- **Task to complete**
All lines of the listing that contain "parked" should be shown in full.

──────────

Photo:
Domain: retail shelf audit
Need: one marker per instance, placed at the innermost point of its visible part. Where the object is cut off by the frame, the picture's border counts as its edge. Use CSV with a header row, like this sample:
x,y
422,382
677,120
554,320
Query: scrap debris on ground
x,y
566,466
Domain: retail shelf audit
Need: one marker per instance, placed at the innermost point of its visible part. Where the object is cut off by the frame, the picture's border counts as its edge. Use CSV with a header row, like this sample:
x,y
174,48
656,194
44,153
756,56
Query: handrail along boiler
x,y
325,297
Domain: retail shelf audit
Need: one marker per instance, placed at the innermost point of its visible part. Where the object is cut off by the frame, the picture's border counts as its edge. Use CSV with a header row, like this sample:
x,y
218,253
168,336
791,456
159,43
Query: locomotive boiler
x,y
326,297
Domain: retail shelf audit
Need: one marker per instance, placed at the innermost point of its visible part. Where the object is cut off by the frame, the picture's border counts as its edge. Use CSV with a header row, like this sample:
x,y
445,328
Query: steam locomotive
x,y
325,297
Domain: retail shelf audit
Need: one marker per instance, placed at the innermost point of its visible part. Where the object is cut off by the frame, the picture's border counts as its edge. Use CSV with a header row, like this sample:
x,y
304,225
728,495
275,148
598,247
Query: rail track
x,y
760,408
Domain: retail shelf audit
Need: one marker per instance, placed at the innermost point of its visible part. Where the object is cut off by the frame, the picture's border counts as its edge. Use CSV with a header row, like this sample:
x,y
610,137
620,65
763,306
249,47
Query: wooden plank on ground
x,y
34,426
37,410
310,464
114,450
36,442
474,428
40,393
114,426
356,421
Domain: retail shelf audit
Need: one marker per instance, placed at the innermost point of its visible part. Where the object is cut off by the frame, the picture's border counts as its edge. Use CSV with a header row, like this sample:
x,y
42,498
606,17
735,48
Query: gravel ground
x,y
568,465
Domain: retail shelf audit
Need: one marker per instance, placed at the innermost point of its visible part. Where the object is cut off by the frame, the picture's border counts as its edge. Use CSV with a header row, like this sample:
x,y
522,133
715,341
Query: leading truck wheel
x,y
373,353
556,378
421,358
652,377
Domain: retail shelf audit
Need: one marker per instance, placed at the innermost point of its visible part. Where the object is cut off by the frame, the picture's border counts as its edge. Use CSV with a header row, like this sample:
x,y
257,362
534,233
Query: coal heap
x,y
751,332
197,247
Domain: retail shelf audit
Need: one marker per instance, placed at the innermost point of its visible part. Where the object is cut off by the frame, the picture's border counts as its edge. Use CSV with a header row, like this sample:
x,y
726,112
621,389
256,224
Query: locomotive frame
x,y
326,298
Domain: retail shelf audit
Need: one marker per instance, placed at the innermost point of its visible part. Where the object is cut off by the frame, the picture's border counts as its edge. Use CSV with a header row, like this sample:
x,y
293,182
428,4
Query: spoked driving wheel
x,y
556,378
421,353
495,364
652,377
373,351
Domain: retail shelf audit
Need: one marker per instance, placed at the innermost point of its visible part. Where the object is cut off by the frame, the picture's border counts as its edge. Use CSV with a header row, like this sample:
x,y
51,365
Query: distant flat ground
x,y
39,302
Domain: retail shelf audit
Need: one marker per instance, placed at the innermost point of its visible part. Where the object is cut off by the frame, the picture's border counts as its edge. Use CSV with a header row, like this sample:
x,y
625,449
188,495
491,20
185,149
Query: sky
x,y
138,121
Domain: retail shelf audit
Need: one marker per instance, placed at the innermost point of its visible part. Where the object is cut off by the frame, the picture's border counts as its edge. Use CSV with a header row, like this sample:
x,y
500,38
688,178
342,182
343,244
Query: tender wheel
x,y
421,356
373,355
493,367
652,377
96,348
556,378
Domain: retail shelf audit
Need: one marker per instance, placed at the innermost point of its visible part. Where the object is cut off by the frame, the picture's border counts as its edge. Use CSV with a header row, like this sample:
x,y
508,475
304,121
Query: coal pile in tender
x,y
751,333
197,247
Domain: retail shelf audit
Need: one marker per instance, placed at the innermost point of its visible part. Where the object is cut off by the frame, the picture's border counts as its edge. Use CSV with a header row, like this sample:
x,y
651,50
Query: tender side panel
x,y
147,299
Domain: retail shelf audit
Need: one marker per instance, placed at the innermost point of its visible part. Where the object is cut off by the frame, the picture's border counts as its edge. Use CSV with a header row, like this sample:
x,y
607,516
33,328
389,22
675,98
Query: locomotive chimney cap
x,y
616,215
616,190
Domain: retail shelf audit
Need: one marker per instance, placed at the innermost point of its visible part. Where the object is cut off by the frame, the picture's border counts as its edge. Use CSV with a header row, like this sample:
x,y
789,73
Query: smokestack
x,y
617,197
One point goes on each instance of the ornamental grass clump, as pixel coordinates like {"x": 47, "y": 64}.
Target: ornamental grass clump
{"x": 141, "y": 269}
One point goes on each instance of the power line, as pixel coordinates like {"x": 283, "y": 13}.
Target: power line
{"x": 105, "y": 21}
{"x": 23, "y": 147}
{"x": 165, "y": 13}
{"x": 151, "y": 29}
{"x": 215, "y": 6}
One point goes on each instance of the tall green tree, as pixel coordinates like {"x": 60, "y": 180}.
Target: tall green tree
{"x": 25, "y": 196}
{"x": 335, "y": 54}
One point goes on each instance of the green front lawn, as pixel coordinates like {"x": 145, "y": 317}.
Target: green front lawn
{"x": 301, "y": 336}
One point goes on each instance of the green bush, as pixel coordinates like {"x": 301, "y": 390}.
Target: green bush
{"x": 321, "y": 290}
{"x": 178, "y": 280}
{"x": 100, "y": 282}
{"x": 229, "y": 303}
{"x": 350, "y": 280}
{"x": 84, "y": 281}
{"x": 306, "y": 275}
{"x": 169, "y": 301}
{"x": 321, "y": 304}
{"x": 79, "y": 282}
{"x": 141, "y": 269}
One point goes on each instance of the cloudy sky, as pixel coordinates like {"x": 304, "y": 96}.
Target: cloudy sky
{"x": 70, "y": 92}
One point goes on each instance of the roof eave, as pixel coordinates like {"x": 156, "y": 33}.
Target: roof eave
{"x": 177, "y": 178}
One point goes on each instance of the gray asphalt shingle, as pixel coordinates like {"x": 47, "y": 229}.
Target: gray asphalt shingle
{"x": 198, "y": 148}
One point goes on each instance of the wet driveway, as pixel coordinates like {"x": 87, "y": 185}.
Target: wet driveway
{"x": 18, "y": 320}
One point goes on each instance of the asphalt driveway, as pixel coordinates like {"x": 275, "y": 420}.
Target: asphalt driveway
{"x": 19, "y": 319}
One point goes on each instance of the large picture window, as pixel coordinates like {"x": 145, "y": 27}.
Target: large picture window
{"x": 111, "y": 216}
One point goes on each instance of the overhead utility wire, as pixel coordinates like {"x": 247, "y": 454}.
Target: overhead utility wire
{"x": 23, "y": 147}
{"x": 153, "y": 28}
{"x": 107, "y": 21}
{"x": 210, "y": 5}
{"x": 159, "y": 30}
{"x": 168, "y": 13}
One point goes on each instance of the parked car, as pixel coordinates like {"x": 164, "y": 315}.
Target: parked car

──────────

- **Solved exercise**
One point goes on each instance of the parked car, as pixel coordinates like {"x": 164, "y": 315}.
Target: parked car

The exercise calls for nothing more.